-- Work instruction --
Return the records exactly, from the first line through the "mark: the white water" line.
(Extracted entries)
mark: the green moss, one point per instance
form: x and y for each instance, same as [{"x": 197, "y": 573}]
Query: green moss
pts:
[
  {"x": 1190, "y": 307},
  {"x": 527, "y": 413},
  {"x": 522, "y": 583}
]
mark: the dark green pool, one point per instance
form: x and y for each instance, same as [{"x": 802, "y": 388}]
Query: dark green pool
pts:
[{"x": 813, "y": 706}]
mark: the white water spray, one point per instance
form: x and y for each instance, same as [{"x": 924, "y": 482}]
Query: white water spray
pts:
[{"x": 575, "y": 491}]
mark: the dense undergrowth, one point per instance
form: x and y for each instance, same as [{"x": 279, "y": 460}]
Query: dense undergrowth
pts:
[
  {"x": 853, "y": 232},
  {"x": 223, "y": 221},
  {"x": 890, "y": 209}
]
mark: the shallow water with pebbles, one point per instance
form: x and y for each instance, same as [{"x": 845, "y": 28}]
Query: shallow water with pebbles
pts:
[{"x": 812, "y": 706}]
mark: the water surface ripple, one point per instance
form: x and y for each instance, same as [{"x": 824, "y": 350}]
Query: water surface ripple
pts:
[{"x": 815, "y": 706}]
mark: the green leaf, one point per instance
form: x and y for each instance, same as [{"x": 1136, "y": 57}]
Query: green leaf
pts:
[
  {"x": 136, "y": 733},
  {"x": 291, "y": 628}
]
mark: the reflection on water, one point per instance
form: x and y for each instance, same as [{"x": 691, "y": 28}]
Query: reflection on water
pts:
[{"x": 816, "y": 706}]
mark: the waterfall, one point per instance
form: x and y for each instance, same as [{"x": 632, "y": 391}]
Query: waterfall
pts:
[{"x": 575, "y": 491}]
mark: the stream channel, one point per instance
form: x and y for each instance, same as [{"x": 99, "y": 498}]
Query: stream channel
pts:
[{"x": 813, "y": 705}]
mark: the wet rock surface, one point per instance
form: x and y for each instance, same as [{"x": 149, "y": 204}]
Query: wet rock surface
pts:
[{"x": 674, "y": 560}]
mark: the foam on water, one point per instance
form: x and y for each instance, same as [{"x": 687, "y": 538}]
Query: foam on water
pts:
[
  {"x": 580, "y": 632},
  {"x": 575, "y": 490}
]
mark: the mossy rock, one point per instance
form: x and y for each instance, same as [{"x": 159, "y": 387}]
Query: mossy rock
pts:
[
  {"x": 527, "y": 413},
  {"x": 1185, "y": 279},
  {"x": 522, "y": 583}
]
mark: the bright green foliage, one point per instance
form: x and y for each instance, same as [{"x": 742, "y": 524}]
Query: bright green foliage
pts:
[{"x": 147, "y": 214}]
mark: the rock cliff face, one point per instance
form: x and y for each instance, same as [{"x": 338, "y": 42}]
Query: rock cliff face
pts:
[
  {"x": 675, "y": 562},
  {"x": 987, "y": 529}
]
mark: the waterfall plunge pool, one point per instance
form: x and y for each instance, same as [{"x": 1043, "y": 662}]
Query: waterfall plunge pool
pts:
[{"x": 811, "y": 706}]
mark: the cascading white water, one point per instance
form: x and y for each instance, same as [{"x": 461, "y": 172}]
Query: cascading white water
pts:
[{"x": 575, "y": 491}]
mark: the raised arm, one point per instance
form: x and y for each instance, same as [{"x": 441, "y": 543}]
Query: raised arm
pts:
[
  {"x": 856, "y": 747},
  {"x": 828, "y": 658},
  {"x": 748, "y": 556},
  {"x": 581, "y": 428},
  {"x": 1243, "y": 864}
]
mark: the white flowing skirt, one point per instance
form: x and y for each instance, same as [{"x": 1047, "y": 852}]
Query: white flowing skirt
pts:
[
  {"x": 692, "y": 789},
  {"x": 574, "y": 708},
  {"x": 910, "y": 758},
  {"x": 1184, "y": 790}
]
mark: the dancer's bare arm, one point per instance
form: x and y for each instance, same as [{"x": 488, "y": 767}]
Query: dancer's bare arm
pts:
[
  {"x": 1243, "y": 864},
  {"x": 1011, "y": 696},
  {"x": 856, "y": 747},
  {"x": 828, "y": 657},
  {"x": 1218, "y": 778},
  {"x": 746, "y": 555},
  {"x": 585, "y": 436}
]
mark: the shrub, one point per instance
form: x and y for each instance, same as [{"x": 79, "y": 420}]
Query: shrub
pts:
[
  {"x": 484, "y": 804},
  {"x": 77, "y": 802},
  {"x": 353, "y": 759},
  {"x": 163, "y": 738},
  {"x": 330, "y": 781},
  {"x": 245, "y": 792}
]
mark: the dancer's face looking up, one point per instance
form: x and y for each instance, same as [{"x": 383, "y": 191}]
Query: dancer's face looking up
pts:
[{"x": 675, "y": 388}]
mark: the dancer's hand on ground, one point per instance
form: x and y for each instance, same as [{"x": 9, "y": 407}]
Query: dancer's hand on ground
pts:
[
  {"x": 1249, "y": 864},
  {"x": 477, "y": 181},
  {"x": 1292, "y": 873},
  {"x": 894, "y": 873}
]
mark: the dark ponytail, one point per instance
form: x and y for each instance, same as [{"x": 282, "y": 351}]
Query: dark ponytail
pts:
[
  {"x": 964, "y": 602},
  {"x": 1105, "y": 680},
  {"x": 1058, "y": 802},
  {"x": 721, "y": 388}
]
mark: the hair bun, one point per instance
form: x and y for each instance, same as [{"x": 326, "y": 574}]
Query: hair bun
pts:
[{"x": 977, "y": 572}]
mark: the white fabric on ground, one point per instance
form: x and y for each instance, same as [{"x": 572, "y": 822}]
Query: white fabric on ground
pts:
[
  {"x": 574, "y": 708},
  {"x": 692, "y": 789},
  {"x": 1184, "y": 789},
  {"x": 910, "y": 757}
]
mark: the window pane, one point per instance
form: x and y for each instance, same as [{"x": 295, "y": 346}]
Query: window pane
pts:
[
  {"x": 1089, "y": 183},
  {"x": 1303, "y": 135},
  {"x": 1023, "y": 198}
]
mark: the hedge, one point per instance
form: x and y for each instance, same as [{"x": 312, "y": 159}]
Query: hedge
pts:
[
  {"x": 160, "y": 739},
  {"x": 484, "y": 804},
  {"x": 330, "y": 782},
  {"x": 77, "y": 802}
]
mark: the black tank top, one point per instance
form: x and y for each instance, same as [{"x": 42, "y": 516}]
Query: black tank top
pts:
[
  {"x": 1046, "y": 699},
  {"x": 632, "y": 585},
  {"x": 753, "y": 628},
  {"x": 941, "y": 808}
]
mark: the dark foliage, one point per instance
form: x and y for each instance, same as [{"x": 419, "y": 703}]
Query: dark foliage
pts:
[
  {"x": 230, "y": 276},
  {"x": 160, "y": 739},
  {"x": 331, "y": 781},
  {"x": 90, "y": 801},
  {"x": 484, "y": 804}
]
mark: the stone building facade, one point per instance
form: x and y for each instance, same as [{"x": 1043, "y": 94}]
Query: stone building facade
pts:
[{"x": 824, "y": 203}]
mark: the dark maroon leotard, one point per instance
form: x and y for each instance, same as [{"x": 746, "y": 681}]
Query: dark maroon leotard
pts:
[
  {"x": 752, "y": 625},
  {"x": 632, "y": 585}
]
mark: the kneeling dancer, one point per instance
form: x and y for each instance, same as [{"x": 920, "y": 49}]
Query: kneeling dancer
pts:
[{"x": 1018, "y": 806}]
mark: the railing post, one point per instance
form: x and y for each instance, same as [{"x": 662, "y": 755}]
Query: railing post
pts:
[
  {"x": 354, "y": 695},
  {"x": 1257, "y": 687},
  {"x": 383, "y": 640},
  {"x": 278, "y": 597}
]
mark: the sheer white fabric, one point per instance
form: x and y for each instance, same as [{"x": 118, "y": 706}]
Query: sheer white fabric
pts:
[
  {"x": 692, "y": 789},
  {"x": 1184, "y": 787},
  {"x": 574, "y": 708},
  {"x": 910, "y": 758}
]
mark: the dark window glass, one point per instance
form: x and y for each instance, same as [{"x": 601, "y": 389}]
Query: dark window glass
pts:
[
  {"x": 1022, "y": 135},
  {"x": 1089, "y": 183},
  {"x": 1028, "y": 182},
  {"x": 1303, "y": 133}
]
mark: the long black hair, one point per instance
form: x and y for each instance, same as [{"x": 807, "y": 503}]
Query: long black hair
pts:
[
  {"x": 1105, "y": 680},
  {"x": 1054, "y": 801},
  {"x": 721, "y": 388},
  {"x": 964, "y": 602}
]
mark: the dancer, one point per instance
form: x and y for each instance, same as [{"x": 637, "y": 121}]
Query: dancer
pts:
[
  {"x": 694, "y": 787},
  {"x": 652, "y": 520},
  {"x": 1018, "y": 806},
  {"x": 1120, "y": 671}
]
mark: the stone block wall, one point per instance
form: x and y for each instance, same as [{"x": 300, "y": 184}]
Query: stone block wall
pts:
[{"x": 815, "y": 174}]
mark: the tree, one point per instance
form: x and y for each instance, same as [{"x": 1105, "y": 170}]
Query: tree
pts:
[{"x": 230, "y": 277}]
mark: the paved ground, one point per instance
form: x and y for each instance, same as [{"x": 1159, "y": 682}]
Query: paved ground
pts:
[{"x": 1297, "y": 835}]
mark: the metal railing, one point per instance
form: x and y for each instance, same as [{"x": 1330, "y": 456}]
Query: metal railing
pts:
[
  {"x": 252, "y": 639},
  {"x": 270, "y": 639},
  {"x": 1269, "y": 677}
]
(End Extracted entries)
-- Answer --
mark: the green moss, one point per instance
form: x and y for each instance, same as [{"x": 197, "y": 573}]
Query: green moss
pts:
[
  {"x": 1190, "y": 307},
  {"x": 527, "y": 413},
  {"x": 522, "y": 583}
]
mark: the dark green pool, one point per instance
form: x and y for each instance, same as [{"x": 802, "y": 388}]
Query: dark green pool
pts:
[{"x": 813, "y": 706}]
mark: the white water spray, one point per instance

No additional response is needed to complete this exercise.